Format the stretch of entries from the line that contains "Where can the fingers" through the line that contains "[[214, 166]]" as a JSON list of strings, one string per line, with blank lines omitted.
++++++++++
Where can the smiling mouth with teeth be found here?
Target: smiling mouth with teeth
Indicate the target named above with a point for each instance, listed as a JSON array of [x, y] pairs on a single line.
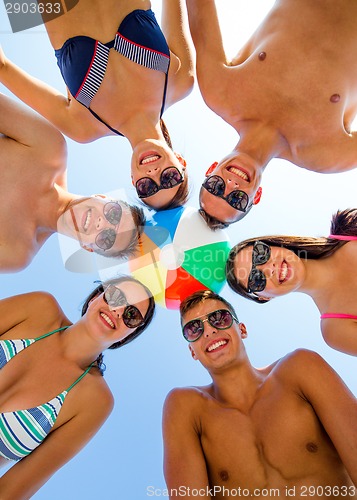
[[237, 171], [87, 220], [149, 159], [217, 344], [283, 272], [108, 320]]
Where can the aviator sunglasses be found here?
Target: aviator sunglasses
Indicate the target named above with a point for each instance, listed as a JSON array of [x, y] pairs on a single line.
[[260, 255], [105, 239], [170, 177], [114, 297], [237, 199], [220, 319]]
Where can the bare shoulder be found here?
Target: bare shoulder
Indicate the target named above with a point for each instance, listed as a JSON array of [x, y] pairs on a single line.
[[185, 399], [297, 364]]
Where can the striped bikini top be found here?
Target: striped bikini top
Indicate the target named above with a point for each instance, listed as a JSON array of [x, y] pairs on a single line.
[[83, 60], [23, 430]]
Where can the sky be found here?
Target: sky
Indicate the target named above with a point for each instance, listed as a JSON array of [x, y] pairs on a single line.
[[124, 460]]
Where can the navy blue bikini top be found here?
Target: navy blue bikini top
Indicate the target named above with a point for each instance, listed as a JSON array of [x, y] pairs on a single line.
[[83, 60]]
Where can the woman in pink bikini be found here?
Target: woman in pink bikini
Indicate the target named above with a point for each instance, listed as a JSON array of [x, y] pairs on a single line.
[[324, 268]]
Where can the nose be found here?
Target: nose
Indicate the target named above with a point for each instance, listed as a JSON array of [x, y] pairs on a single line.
[[231, 184]]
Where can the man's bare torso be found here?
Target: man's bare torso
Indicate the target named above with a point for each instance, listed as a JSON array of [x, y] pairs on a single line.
[[274, 447], [298, 74]]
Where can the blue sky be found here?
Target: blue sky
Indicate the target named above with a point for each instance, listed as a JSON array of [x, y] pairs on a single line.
[[125, 457]]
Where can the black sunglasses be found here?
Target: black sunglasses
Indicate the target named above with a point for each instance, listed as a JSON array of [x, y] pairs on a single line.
[[237, 199], [112, 211], [170, 177], [220, 319], [114, 297], [260, 255]]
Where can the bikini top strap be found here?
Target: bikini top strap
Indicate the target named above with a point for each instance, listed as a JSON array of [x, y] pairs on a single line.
[[50, 333], [81, 376]]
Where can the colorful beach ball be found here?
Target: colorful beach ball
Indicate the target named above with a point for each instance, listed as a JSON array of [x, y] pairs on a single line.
[[179, 255]]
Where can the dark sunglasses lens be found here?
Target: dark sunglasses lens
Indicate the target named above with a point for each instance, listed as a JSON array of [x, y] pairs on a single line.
[[105, 239], [261, 253], [112, 212], [238, 200], [256, 281], [170, 177], [114, 297], [146, 187], [214, 185], [132, 317], [221, 319], [193, 330]]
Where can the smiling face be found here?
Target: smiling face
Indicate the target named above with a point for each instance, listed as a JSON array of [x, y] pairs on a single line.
[[239, 173], [99, 224], [215, 348], [150, 158], [284, 271], [107, 322]]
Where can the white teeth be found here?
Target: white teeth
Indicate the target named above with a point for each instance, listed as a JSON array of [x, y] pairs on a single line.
[[283, 272], [149, 159], [108, 320], [88, 219], [216, 345], [237, 171]]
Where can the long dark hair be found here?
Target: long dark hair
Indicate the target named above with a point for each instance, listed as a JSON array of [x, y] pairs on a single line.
[[147, 318], [343, 223]]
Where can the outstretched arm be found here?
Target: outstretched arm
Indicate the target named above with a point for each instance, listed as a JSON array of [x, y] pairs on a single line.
[[29, 474], [184, 462], [174, 23], [41, 97], [26, 128], [211, 61]]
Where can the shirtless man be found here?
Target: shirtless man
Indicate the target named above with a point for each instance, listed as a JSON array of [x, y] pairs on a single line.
[[35, 202], [287, 429], [290, 93]]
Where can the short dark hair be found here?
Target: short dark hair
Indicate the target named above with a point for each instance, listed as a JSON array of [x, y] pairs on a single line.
[[200, 297], [138, 216], [147, 318]]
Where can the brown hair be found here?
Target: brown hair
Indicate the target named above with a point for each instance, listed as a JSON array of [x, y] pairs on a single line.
[[343, 223]]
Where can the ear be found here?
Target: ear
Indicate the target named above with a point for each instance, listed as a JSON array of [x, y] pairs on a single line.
[[181, 159], [192, 352], [257, 196], [243, 331], [211, 168]]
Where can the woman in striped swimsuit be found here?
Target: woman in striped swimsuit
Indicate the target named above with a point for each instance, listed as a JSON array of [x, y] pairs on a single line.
[[324, 268], [121, 72], [44, 357]]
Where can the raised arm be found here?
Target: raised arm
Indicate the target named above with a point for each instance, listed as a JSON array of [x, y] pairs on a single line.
[[211, 63], [174, 24], [334, 404], [35, 308], [184, 462], [29, 474], [44, 99], [26, 128]]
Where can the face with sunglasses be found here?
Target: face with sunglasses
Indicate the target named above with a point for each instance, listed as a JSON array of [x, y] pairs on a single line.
[[98, 220], [157, 175], [268, 271], [225, 195]]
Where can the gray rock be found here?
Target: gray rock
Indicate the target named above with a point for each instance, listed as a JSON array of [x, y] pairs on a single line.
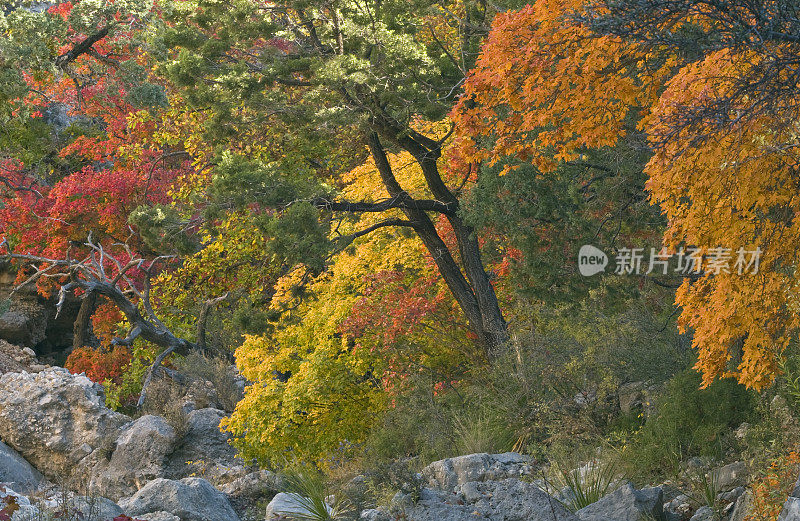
[[743, 506], [448, 473], [790, 510], [285, 505], [16, 472], [731, 476], [26, 510], [678, 508], [374, 514], [139, 457], [704, 513], [58, 422], [158, 516], [625, 504], [191, 499], [96, 508], [205, 444], [506, 500], [731, 495], [252, 485]]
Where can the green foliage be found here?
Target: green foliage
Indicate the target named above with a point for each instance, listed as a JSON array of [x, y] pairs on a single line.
[[215, 370], [690, 422], [705, 488]]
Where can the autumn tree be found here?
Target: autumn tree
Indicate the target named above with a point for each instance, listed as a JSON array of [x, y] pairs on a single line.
[[711, 88], [317, 73]]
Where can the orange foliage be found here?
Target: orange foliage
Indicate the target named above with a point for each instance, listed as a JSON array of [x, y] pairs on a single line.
[[98, 364], [545, 90]]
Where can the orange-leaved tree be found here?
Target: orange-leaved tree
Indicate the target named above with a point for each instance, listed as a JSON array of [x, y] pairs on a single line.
[[712, 94]]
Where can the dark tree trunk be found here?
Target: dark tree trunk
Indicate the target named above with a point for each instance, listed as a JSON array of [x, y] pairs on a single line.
[[471, 286], [82, 328]]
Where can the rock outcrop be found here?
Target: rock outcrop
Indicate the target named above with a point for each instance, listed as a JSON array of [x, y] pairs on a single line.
[[207, 448], [140, 455], [191, 499], [30, 320], [58, 422], [626, 504], [17, 473], [448, 473]]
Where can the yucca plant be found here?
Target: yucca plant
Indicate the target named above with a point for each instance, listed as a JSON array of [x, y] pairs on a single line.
[[587, 484], [309, 490]]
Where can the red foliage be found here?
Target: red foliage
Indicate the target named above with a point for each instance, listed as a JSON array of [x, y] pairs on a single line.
[[98, 364], [390, 308]]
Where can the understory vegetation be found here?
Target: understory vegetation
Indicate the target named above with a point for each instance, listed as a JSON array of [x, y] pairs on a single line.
[[393, 231]]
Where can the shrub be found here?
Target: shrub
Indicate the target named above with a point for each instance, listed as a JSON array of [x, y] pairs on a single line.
[[99, 364], [772, 487], [215, 370], [690, 421], [120, 370]]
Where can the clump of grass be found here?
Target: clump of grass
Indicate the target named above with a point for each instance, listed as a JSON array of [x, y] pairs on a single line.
[[309, 490], [705, 489], [587, 484]]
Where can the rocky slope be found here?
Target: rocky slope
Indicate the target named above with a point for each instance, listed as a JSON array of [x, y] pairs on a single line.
[[55, 428]]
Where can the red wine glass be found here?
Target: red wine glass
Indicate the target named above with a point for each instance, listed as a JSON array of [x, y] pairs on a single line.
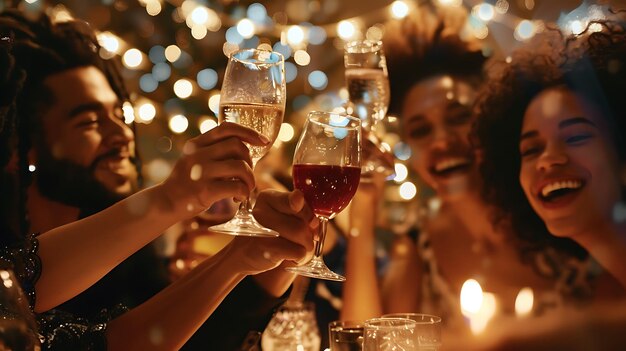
[[327, 169]]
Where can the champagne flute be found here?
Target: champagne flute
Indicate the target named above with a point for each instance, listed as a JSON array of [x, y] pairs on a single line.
[[368, 88], [253, 95], [327, 169]]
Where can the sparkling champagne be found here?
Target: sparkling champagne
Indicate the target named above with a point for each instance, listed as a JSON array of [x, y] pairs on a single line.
[[264, 118], [369, 92]]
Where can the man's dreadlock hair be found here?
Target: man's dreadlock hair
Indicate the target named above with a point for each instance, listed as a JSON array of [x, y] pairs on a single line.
[[427, 44], [30, 51]]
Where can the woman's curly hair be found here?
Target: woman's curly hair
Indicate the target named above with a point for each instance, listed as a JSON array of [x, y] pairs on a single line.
[[427, 44], [593, 64], [30, 51]]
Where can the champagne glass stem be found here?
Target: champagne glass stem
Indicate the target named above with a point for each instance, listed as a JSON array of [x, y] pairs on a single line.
[[319, 244], [245, 207]]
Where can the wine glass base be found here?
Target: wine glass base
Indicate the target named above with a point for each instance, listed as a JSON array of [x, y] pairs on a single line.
[[244, 227], [316, 269]]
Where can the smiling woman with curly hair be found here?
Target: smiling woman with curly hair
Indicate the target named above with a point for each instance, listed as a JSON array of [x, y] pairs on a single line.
[[551, 128]]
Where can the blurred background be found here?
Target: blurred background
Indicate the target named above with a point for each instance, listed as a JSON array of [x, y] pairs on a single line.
[[174, 53]]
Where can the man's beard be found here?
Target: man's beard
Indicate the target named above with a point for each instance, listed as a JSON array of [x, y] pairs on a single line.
[[74, 185]]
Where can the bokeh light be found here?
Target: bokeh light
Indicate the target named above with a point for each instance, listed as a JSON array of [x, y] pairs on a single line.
[[318, 80], [207, 78], [346, 30], [206, 124], [157, 54], [257, 12], [132, 58], [317, 35], [401, 172], [399, 9], [178, 124], [183, 88], [245, 27], [407, 190], [147, 112], [291, 72], [129, 112], [286, 132], [214, 103], [161, 71], [172, 53], [524, 30], [285, 50], [295, 35], [302, 57], [233, 36], [148, 83], [485, 12]]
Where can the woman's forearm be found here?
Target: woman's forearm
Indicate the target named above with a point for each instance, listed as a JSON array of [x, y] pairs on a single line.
[[78, 254], [166, 321], [361, 295]]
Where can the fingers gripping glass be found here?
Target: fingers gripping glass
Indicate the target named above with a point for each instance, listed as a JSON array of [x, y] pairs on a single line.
[[253, 95], [327, 169]]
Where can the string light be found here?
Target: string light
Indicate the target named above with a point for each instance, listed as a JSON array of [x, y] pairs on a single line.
[[129, 112]]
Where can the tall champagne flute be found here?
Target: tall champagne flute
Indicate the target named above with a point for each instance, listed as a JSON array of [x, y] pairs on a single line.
[[368, 89], [253, 95], [327, 169]]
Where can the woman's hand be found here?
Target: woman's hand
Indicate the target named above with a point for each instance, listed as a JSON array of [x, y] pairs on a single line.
[[214, 166]]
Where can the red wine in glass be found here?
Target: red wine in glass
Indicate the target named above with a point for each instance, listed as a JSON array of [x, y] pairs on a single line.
[[327, 188]]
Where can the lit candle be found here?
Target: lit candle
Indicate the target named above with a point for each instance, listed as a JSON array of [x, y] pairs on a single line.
[[524, 302], [477, 306]]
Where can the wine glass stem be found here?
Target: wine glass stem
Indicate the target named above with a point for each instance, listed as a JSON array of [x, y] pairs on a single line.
[[245, 210], [319, 244]]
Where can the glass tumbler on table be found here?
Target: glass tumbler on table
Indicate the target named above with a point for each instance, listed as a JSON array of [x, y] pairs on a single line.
[[346, 335], [427, 329]]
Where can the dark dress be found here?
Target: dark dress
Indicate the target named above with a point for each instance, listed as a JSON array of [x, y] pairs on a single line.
[[80, 324]]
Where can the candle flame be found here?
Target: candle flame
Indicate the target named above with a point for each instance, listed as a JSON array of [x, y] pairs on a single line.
[[471, 297], [524, 302], [479, 321]]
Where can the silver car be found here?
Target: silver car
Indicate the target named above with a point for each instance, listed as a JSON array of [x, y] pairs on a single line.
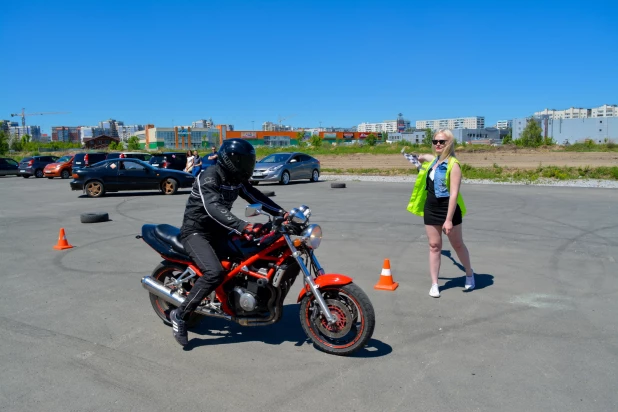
[[285, 167]]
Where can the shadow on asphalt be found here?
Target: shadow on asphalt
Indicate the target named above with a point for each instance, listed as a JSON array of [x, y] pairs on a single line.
[[133, 194], [481, 280], [288, 329]]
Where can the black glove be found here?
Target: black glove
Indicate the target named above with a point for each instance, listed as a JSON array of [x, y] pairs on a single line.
[[252, 230]]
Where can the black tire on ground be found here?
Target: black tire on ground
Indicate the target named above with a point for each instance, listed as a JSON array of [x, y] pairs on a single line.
[[355, 320], [95, 188], [315, 175], [169, 186], [161, 307], [94, 217]]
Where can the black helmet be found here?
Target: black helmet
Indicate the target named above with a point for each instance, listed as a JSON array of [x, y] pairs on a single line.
[[237, 158]]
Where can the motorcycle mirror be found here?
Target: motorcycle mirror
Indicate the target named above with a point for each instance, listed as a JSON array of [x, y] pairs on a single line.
[[253, 210]]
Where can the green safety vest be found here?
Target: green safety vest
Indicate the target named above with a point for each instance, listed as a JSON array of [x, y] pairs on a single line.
[[416, 205]]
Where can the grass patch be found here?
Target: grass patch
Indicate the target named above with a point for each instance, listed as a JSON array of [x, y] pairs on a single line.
[[501, 174]]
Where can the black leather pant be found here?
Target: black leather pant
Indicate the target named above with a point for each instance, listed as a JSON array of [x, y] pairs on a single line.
[[199, 247]]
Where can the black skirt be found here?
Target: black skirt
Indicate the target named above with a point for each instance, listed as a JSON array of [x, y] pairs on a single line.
[[436, 209]]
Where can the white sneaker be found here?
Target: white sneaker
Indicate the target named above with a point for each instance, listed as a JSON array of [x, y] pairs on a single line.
[[434, 292], [470, 282]]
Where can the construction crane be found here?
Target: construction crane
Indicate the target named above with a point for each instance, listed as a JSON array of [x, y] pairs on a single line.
[[23, 115]]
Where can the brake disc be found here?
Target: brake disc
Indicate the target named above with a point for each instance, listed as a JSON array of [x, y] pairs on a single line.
[[343, 322]]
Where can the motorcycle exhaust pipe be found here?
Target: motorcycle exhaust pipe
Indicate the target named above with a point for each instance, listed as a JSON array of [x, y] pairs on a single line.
[[158, 289]]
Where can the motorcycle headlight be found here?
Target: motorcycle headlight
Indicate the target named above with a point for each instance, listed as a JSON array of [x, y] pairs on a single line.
[[298, 217], [312, 236]]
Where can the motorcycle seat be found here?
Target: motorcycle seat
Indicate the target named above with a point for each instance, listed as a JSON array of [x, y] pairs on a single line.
[[170, 235]]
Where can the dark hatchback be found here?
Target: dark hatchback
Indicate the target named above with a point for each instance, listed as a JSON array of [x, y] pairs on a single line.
[[129, 155], [85, 159], [34, 166], [128, 174], [169, 160], [8, 167]]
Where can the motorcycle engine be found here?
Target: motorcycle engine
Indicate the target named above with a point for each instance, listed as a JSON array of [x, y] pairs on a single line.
[[245, 299]]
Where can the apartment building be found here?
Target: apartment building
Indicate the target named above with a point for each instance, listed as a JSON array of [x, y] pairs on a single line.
[[504, 124], [605, 111], [390, 126], [33, 131], [580, 113], [473, 122], [66, 134]]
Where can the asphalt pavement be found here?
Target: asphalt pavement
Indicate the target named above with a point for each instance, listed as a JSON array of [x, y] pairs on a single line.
[[539, 333]]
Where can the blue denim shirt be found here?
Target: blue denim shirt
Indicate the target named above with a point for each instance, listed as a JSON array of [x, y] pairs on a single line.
[[439, 179]]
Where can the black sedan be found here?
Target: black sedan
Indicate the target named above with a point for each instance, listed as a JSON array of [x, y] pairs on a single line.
[[128, 174]]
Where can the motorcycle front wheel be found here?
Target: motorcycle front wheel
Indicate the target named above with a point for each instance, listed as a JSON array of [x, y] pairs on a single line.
[[164, 273], [355, 319]]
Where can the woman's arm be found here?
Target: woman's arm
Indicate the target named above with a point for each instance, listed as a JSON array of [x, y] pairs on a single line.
[[455, 183]]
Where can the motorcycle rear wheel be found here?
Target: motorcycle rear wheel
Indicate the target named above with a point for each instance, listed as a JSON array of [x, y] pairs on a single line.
[[355, 320], [162, 273]]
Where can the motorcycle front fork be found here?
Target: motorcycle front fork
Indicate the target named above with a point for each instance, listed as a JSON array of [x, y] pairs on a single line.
[[309, 280]]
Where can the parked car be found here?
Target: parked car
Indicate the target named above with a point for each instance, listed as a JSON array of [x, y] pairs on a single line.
[[169, 160], [85, 159], [128, 174], [285, 167], [60, 168], [129, 155], [8, 167], [34, 165]]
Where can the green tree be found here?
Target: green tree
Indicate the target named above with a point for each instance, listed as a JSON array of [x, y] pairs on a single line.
[[508, 139], [16, 144], [300, 135], [133, 143], [315, 141], [532, 135], [4, 142], [428, 136]]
++++++++++
• [The response]:
[
  "Where can the fingers gripping glass be found here?",
  "Target: fingers gripping glass",
  "Indicate the target named above with a point for each instance, listed as a JSON array of [x, y] pairs on a single line.",
  "[[253, 95], [327, 169]]",
  "Where can the string light be found here?",
  "Target: string light",
  "Indicate the target named above with a point for each instance, listed as a JSON array of [x, y] pairs on a single line.",
  "[[129, 112]]",
  "Where can the tall champagne flute be found here?",
  "Target: tall champagne flute",
  "Indicate the target named above with a point for each instance, listed as a JSON array of [x, y] pairs on a single line.",
  "[[368, 89], [253, 95], [327, 169]]",
  "Where can the woman's hand be found here?",
  "Target: woman's hand",
  "Indicate the target named above with a point for each instance, listed as a JSON array of [x, y] pairs on a single line.",
  "[[214, 166]]"
]